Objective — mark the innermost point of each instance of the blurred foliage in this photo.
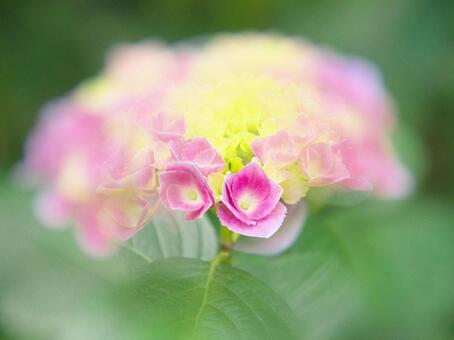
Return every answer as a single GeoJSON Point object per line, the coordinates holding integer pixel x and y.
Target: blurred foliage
···
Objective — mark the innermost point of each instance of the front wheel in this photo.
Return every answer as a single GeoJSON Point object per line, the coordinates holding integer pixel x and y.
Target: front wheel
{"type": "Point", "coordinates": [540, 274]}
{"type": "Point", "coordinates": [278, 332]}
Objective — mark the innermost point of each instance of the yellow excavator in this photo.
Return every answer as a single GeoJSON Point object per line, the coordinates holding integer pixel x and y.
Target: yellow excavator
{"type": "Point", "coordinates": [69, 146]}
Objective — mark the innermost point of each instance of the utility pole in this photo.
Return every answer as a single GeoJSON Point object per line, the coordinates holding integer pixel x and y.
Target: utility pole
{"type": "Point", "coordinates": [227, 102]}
···
:: Task prompt ::
Retype the records from the line containing "foliage in this photo." up to and including the line containing "Target: blurred foliage", leaving out the picture.

:: Exercise solution ::
Objective — mark the innermost point of each instance of the blurred foliage in this photo.
Return every answer as a single GeoJSON Point object per line, the coordinates holding integer pixel x and y.
Target: blurred foliage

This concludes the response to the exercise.